__SET PROBLEM__
Reproduce all the material exactly, minus any pictures it holds.

▼

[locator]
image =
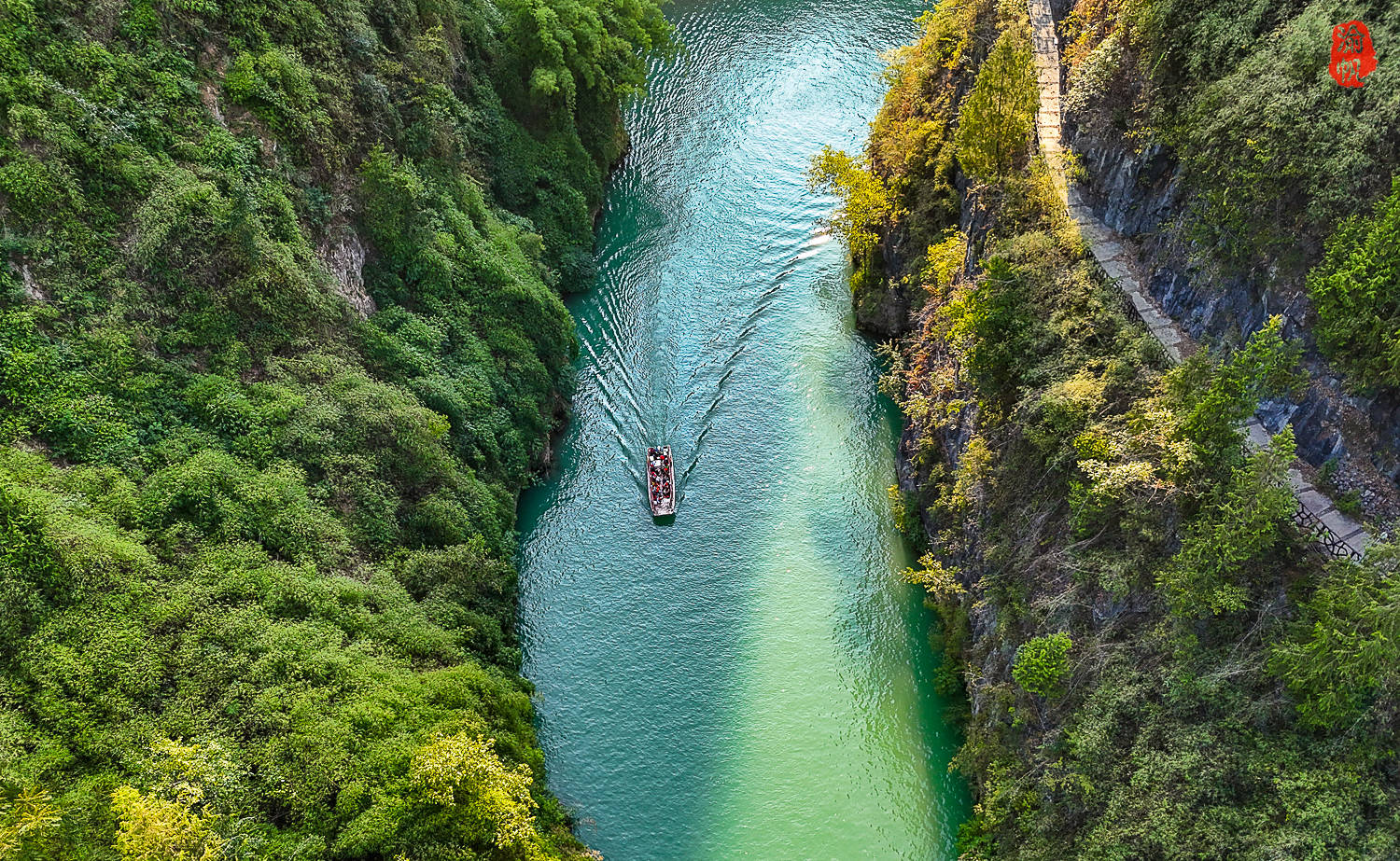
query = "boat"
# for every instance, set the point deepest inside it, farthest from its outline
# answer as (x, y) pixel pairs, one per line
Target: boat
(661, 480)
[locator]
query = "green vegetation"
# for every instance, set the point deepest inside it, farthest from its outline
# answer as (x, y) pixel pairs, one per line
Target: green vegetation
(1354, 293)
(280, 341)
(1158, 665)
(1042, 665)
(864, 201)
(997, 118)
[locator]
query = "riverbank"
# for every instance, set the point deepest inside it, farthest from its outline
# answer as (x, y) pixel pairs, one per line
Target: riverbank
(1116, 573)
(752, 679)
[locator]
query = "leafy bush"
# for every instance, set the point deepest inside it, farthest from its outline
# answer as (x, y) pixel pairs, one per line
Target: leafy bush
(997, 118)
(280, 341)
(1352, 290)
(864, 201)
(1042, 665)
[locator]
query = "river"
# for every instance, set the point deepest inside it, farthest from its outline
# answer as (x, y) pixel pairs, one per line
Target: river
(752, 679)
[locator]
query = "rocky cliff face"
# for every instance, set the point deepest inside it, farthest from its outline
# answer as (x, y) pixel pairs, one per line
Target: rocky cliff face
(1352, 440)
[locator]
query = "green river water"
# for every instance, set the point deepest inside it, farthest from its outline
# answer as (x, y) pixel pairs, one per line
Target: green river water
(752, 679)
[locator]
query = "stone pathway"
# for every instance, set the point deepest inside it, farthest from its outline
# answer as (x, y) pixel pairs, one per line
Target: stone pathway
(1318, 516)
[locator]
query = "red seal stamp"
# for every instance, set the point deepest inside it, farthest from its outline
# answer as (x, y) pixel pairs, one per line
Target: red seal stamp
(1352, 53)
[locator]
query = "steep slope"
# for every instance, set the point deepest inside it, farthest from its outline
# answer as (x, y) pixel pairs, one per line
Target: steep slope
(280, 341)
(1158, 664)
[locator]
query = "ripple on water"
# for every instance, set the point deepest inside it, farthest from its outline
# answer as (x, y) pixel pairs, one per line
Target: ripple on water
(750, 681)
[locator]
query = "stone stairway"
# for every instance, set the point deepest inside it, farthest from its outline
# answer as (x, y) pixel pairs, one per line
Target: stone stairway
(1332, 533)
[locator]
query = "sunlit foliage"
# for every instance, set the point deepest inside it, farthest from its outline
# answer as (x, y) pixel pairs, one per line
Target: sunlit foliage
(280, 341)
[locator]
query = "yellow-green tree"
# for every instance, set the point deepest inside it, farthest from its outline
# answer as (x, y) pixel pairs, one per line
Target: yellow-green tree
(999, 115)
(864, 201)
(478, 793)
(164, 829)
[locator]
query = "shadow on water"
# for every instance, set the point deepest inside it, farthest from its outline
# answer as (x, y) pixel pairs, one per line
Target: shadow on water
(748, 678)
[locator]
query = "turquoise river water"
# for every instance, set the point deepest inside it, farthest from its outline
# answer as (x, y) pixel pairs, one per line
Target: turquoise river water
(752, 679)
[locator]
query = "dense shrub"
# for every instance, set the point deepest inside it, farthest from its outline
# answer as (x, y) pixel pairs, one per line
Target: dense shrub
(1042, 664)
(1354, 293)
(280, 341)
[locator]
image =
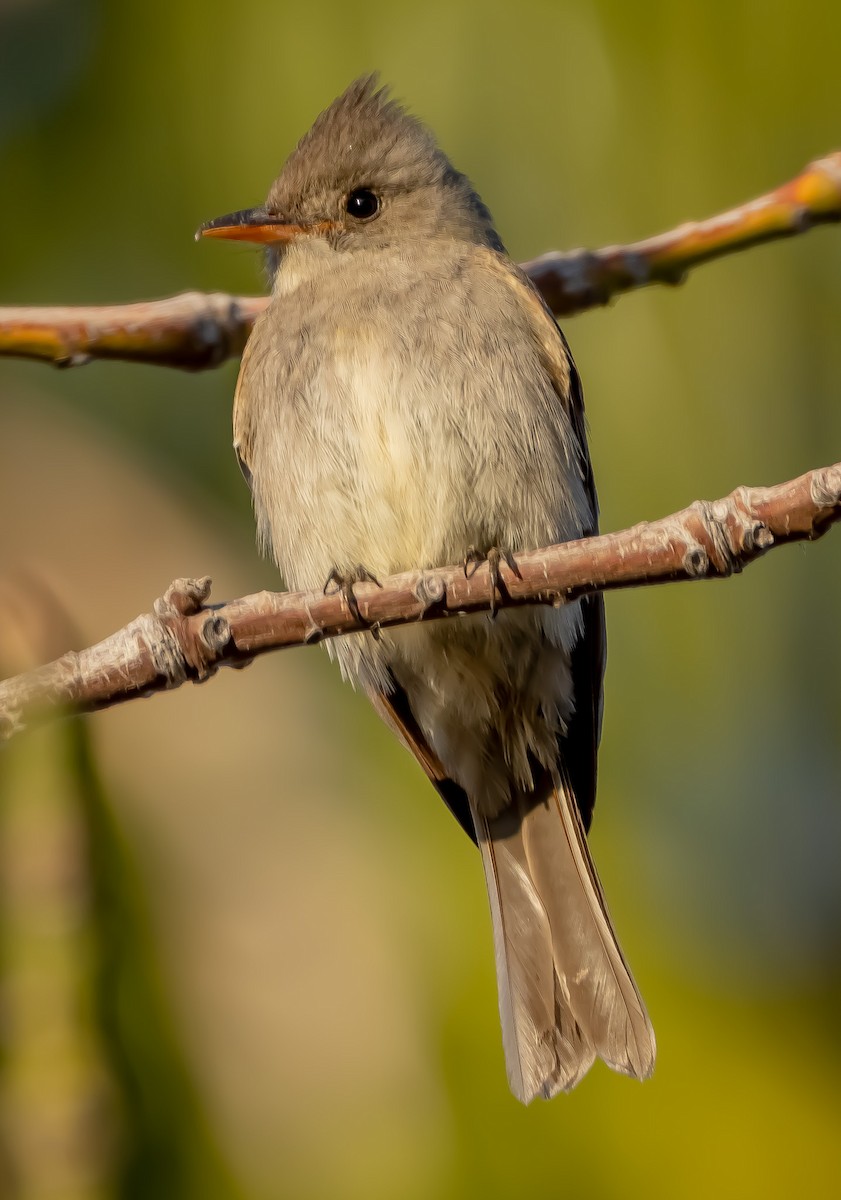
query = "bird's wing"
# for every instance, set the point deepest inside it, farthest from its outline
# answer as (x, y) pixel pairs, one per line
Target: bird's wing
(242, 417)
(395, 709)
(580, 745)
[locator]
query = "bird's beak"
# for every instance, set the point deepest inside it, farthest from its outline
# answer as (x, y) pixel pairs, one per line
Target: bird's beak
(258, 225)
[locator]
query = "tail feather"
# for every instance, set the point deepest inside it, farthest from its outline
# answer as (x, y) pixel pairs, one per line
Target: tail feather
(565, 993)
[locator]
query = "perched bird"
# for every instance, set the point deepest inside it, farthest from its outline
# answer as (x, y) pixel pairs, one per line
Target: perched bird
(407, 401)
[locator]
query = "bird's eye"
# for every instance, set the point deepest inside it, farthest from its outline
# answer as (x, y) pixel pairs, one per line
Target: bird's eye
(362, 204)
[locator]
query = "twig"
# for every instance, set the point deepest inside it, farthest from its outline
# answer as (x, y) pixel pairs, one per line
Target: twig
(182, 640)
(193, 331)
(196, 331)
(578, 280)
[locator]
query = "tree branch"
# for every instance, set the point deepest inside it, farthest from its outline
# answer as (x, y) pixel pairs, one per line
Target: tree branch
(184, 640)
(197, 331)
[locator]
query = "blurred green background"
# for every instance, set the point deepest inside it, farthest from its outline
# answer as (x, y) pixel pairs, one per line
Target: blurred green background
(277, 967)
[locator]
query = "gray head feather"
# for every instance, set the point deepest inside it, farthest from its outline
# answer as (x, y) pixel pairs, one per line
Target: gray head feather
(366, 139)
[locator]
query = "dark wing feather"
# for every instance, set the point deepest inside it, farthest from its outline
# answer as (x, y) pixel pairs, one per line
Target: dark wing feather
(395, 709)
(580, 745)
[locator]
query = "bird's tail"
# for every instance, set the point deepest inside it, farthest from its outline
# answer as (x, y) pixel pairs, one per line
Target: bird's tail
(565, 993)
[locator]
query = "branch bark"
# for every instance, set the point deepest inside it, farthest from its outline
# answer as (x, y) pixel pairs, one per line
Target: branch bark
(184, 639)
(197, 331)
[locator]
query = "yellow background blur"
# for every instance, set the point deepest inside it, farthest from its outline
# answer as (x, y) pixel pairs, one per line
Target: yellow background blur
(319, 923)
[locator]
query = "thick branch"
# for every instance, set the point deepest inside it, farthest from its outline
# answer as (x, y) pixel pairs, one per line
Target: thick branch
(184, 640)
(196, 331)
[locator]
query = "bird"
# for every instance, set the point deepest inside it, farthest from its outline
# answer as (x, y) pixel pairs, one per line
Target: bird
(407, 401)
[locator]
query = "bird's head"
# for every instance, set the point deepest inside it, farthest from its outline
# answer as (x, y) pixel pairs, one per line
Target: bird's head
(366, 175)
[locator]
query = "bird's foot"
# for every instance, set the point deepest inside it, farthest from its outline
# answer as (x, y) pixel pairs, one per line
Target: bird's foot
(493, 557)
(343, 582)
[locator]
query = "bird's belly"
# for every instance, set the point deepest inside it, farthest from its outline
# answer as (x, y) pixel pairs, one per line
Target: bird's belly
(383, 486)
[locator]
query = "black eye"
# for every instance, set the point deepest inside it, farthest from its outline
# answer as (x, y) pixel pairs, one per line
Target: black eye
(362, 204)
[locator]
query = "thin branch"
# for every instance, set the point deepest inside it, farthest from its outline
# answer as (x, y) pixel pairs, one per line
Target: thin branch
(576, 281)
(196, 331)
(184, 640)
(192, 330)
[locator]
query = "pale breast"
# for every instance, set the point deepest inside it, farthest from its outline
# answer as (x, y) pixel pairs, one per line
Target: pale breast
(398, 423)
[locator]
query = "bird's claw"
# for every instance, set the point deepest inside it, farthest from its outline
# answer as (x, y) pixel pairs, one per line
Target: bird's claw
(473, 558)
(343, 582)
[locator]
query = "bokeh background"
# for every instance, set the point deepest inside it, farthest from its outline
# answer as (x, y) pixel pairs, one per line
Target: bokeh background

▲

__RESULT OF THE TASK__
[locator]
image =
query = "boat"
# for every instance, set the point deepest inside it, farthest from its outline
# answer as (x, y) pixel pairs, one per line
Target: boat
(661, 480)
[locator]
query = "green vegetation"
# for every instance, set the point deepest inside it, farthest from its outline
# answer as (x, y) pixel pairs, one per line
Target: green vegetation
(1354, 293)
(280, 341)
(1158, 665)
(1042, 665)
(864, 201)
(997, 118)
[locator]
query = "riverbank"
# for every instance, set the point deepest inside it, farthest from its outline
# answer as (x, y) pixel pairs, one per line
Target: riverbank
(1116, 573)
(752, 679)
[locator]
query = "leafy bush"
# for every instance, set the point deepest inside it, farthest from its outline
# answer as (x, y) pixel pairs, one per line
Target: leafy bush
(997, 118)
(280, 341)
(1352, 290)
(864, 201)
(1042, 665)
[locator]
query = "river"
# for every instance, set the point deepest inside it, farthest from its outline
# answer as (x, y) pixel pairs, one per line
Target: river
(752, 679)
[locator]
query = "rocky cliff face"
# for every instance, set the point deepest inside it, farthest from its outline
# answer as (x, y) pixel pairs, one per line
Target: rocky cliff face
(1352, 440)
[locator]
query = "green river water"
# for every instance, set the point deepest inside it, farthest from its outline
# answer as (x, y) pixel pairs, one per line
Target: green river water
(752, 679)
[locator]
query = "stone pathway"
# for every instance, set the point deepest inside it, farthest from its outline
# answer as (x, y) pixel pairs, one per line
Target: stone pathway
(1318, 516)
[locator]
query = "red seal stamp"
# for every instance, set the point deepest inside it, farthest from its outline
# answer as (x, y) pixel pairs, one per line
Target: red seal stamp
(1352, 53)
[locator]
query = "steep slope"
# for every instance, set the point deepest inside it, farthest from its outline
# answer as (x, y) pixel pairs, one per line
Target: steep slope
(280, 341)
(1158, 664)
[locator]
query = "ripple on water"
# for every instance, set the point deepest inside it, farthest from its outline
# answer as (x, y) pixel pairs, one per line
Target: ripple on water
(750, 681)
[locator]
query = "stone stairway"
# for every instance, set the point deepest inside it, farthest from its outline
# answer as (x, y) pixel pairs, one per line
Target: stone stairway
(1332, 533)
[locator]
query = "sunlit foliage"
# for every instance, set the point deepest inside it, farthest from its outline
# answer as (x, y) pixel pairs, one per line
Target: sunlit foliage
(280, 341)
[locator]
query = "yellow-green tree"
# for every instance, set the point deepest inside it, farthest from its outline
# answer as (x, y) pixel pairs, one per line
Target: yellow-green tree
(999, 115)
(864, 201)
(478, 793)
(164, 829)
[locator]
query = "shadow on water"
# for every instance, set the point deepest inside it, farthest from its outline
# answer as (x, y) pixel pairs, one per line
Target: shadow on water
(748, 678)
[locator]
query = "turquoise river water"
# for every instance, set the point deepest inside it, farthest from its outline
# answer as (x, y) pixel pairs, one per line
Target: turquoise river water
(752, 679)
[locator]
query = "dense shrub"
# for every instance, set the point deepest inside it, farthest from its outline
# answer as (x, y) pixel pairs, one per line
Target: dense shrub
(1042, 664)
(1354, 293)
(280, 341)
[locator]
image =
query = "bird's wing"
# for every instance, set the point deepest inside it, farthest from its outline
# answer as (x, y) pixel pairs, one per line
Target: bird's wing
(242, 417)
(395, 709)
(580, 745)
[locator]
query = "bird's beak"
# for every instance, set the point deepest inside it, farthest from its outline
# answer as (x, y) pixel pairs, one per line
Target: bird's beak
(258, 225)
[locator]
query = "tail feather"
# for every instance, set the point deepest inside it, farthest from its outline
# answer as (x, y) pixel pairs, one per line
Target: tail feather
(565, 993)
[locator]
query = "perched bird"
# for every instance, set the point deepest inside it, farthest from its outline
# answer as (x, y) pixel pairs, one per line
Target: perched bird
(407, 401)
[locator]
query = "bird's eye"
# for every instance, set the point deepest inside it, farthest from its outline
# answer as (x, y) pixel pairs, one per line
Target: bird's eye
(362, 204)
[locator]
query = "twig"
# for every instance, set the point deepest inside it, farthest from its outline
# answer as (x, y) pixel pairs, one per line
Target: twig
(182, 640)
(193, 331)
(196, 331)
(578, 280)
[locator]
query = "tree branch"
# for every instance, set the point deepest inside it, farthest from its outline
# answer as (x, y) pixel pairs, one per line
Target: tree branch
(184, 640)
(197, 331)
[locator]
query = "blurred green background"
# for every instance, set the point deepest inside it, farthest from its outline
# answer as (x, y) pixel pairs, one per line
Target: blurred green background
(277, 967)
[locator]
query = "gray head feather"
# for every instance, set the point deepest inside it, farthest from its outline
# answer as (x, y) pixel pairs, one per line
Target: gray head feather
(366, 139)
[locator]
query = "dark wing feather"
# for every instance, set the point deepest inside it, farthest from its outline
# answer as (x, y) pixel pairs, one per line
Target: dark wing feather
(395, 709)
(580, 745)
[locator]
query = "bird's tail"
# for every instance, set the point deepest inside it, farthest from its outline
# answer as (x, y) pixel pairs, one per line
Target: bird's tail
(565, 993)
[locator]
query = "branch bark"
# for every instance, set the point deepest inside it, farthest from its outline
# answer as (x, y) pixel pairs, one per line
Target: branch bark
(184, 639)
(197, 331)
[locator]
query = "yellow background blur"
# for every instance, set the point deepest inside it, farthest from its outline
# answer as (x, y) pixel pairs, one per line
Target: yellow background blur
(319, 923)
[locator]
query = "thick branch"
# for every instance, set the point deepest inside it, farthest from its outline
# answer as (x, y) pixel pairs, one per line
Target: thick branch
(184, 640)
(196, 331)
[locator]
query = "bird"
# for every instance, set the point deepest inside it, farthest from its outline
# answer as (x, y) pixel pairs, one per line
Target: bird
(407, 401)
[locator]
query = "bird's head"
# for every instance, set the point deepest inside it, farthest from its outline
# answer as (x, y) pixel pairs, one per line
Target: bird's head
(366, 175)
[locator]
query = "bird's foot"
# for every instance, set the point deepest inside it, farthest from its outline
# answer as (x, y) pixel pairs, one per line
Target: bird's foot
(493, 557)
(343, 582)
[locator]
query = "bird's belly"
# for every instance, set the point deepest inside it, farthest from its outline
# answer as (x, y) pixel pairs, one per line
Target: bird's belly
(383, 486)
[locator]
query = "black eye"
# for every instance, set the point deepest inside it, farthest from its outline
# answer as (x, y) pixel pairs, one per line
Target: black eye
(362, 204)
[locator]
query = "thin branch"
# for every instance, set the point deepest inside it, farthest from its outline
# answer as (x, y) pixel pairs, one per line
Target: thin branch
(576, 281)
(196, 331)
(184, 640)
(192, 330)
[locator]
query = "pale breast"
# for every instance, set the point deepest inside it, farthest from its outline
# answer as (x, y) pixel pairs, one per line
Target: pale breast
(398, 423)
[locator]
query = "bird's claw"
# for every instance, set the point deepest inside it, farthest from its outline
# answer as (x, y) pixel pairs, one per line
Target: bird's claw
(473, 558)
(343, 582)
[locator]
query = "bokeh background"
# for every instance, set the point deepest inside it, farthest from its outline
# answer as (x, y) pixel pairs, one per line
Target: bokeh background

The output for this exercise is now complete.